• EXERCISE: Present the lines below as a Markdown table with the columns "Row" and "Line text", numbering each row and skipping blank lines. Leave the pictures out of the table.

## START MATERIAL SUPPLIED

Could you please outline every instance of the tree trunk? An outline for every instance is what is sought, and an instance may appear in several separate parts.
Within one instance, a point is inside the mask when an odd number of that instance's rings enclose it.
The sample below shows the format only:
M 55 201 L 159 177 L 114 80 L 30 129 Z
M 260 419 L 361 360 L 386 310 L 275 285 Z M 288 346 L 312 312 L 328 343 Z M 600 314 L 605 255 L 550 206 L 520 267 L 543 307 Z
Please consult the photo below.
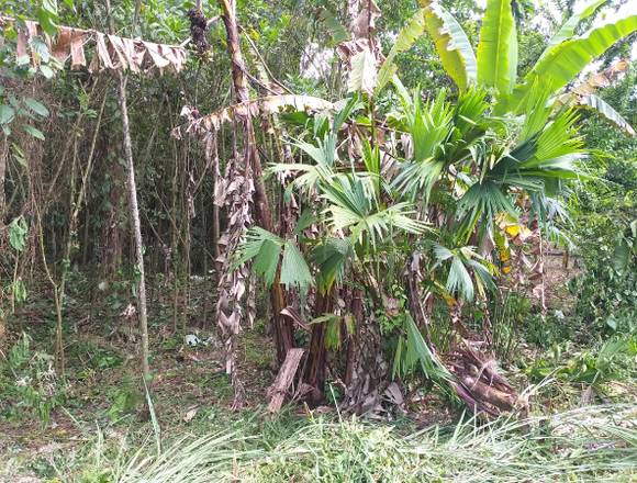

## END MATERIAL SUPPLIED

• TASK SOLUTION:
| Row | Line text |
|---|---|
| 1 | Could you please outline every instance of the tree trunk? An outline for every instance is what is sought, and an instance may appear in several separate parts. |
| 2 | Within one instance, a point is inside the mask when an odd number of that instance's rings enclose it. |
| 3 | The sample below shows the format only: |
| 4 | M 55 201 L 159 177 L 114 80 L 30 129 Z |
| 5 | M 260 419 L 361 360 L 386 310 L 275 285 Z M 288 346 L 312 312 L 328 343 Z M 600 314 L 605 255 L 550 206 L 520 267 L 543 307 Z |
| 6 | Please consult the photo below. |